■ INSTRUCTIONS FOR THE TASK
Show each line from the rows below that contains the word "with".

■ EXTRACTED INFORMATION
_ _ _ _ _
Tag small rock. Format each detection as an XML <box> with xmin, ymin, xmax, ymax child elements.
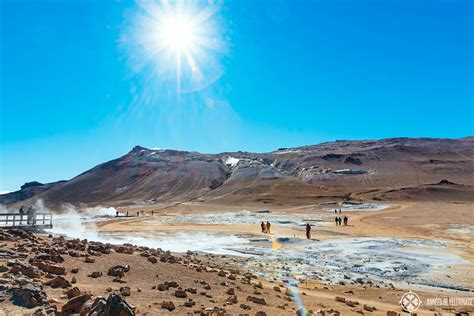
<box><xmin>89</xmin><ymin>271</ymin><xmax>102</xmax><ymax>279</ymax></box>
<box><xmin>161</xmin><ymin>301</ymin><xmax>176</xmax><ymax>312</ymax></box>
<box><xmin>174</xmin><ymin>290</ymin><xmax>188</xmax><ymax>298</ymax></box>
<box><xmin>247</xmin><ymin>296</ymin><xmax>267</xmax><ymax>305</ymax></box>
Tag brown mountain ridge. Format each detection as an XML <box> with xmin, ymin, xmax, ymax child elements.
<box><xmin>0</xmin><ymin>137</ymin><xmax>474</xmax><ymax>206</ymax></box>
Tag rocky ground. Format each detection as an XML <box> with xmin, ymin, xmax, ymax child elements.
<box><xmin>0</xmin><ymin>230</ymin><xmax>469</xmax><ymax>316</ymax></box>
_ _ _ _ _
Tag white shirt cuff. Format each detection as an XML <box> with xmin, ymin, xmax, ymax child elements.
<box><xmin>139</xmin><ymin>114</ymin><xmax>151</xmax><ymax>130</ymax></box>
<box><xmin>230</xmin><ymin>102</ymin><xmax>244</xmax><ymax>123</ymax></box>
_ _ _ _ _
■ EXERCISE ANSWER
Tag small rock. Format each detection as an XML <box> with xmin, ymin, xmax, ymax child elements.
Tag brown mountain ridge. Format each detection as an XML <box> with xmin, ymin, xmax, ymax child elements.
Tag rocky ground. Format each detection as an XML <box> with xmin, ymin, xmax, ymax child elements.
Tag white shirt cuff. Format each detection as an XML <box> with xmin, ymin, xmax, ymax child elements.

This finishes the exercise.